→ **SET EXERCISE**: From the rows below, copy each one that contains the string "weathered", treating uppercase and lowercase letters as distinct.

====== RECORDS PROVIDED ======

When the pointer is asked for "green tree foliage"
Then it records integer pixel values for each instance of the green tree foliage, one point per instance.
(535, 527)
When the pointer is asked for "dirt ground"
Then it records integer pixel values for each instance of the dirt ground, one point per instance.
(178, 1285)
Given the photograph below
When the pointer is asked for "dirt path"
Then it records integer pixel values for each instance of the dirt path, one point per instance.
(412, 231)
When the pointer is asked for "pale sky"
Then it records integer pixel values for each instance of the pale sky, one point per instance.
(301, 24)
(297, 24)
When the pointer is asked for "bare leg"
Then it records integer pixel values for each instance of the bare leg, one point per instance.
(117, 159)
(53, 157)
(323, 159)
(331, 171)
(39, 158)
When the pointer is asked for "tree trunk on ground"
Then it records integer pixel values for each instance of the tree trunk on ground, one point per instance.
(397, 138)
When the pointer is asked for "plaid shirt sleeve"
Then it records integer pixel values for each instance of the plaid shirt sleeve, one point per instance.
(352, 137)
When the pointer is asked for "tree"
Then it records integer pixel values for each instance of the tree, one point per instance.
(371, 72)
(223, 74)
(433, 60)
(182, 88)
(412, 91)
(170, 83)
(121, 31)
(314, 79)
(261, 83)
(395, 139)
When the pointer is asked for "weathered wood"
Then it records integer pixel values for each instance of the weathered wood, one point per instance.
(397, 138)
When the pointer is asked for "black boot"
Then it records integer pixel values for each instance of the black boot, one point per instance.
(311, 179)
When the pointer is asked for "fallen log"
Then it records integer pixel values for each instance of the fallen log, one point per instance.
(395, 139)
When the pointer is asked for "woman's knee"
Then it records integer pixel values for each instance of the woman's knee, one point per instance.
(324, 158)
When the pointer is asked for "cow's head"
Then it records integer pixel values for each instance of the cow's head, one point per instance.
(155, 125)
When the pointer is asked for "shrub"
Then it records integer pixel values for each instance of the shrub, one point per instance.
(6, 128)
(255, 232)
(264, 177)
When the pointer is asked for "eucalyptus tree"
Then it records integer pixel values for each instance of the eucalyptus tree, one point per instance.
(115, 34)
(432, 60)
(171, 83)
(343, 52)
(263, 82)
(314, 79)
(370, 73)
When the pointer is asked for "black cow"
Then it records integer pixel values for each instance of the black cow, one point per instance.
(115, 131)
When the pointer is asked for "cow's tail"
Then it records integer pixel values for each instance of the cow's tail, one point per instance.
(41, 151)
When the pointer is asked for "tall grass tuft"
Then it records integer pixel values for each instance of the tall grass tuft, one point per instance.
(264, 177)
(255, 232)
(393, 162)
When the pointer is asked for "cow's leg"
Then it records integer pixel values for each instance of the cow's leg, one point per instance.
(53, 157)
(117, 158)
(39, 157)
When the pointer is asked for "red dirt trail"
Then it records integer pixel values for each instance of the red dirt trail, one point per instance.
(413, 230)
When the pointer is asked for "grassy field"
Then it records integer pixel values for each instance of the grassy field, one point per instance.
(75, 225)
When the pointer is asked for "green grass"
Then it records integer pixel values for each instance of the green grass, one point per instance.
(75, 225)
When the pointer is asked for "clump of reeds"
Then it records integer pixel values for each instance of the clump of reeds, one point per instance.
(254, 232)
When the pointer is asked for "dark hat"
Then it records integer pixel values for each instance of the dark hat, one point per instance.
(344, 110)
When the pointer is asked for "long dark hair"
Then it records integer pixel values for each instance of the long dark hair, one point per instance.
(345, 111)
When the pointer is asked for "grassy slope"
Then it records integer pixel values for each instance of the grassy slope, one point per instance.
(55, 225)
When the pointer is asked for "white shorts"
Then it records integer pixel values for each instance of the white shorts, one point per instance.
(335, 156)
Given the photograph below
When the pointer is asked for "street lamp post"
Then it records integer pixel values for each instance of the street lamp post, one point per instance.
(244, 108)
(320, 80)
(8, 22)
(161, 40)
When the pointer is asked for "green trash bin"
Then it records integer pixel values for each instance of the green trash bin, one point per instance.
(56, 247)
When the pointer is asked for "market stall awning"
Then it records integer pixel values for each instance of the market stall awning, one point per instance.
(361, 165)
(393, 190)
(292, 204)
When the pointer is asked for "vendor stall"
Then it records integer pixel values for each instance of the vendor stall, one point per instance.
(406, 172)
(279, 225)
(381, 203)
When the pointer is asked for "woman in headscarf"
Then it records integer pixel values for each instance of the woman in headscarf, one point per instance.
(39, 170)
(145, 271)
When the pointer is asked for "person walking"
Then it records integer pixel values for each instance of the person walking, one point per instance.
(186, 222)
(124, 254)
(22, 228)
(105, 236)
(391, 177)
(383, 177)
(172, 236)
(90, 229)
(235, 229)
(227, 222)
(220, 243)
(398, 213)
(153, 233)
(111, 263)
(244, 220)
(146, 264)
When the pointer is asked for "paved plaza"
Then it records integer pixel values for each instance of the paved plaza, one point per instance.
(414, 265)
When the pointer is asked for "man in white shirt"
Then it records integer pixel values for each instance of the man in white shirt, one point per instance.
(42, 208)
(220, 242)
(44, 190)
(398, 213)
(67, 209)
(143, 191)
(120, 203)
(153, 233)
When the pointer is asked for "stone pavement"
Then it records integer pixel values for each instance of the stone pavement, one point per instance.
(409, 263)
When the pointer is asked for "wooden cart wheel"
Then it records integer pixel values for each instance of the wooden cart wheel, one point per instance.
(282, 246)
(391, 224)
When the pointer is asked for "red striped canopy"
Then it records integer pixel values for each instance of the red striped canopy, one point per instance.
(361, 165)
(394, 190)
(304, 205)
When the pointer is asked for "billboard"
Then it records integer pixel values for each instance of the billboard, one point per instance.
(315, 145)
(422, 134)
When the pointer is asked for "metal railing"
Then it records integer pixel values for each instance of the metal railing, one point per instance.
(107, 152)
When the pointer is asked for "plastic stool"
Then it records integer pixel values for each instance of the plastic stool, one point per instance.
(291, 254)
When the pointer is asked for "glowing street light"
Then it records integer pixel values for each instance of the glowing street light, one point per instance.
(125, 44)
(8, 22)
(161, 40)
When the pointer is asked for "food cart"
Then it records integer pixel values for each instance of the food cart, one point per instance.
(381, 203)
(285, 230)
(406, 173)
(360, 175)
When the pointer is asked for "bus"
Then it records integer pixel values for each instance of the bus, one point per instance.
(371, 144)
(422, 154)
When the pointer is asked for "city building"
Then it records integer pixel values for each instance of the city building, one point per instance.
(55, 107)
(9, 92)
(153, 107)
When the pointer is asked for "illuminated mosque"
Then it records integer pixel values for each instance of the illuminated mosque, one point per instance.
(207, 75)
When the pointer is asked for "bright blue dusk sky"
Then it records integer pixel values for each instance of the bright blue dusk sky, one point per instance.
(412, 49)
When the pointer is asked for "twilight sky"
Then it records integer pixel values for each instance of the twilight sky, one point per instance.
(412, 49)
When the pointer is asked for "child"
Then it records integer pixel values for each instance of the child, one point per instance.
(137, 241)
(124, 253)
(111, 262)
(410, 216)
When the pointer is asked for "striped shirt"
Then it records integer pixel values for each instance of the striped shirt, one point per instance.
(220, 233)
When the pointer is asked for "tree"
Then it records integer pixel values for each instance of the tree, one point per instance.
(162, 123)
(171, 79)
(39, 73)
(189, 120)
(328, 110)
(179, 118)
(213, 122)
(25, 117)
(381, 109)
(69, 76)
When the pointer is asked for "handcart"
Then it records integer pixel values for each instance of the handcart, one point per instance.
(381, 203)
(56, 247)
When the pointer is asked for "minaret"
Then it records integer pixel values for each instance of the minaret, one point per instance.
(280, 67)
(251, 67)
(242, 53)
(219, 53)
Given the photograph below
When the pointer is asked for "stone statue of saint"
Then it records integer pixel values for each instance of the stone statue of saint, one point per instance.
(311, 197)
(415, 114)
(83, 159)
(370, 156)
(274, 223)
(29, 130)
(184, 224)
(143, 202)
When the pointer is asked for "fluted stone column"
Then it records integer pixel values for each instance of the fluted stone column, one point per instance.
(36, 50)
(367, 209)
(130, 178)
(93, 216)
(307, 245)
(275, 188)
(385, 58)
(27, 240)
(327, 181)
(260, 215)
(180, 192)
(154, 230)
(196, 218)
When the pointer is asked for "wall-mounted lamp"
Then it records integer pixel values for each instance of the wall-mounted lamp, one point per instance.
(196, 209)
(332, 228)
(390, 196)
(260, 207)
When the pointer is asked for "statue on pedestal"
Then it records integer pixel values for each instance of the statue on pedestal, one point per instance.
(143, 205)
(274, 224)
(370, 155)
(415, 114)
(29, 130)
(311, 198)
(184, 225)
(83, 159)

======

→ **SOLUTION TO THIS EXERCISE**:
When the pointer is asked for "weathered wood"
Then it records integer pixel values for each instance of the weathered wood, one point per instance.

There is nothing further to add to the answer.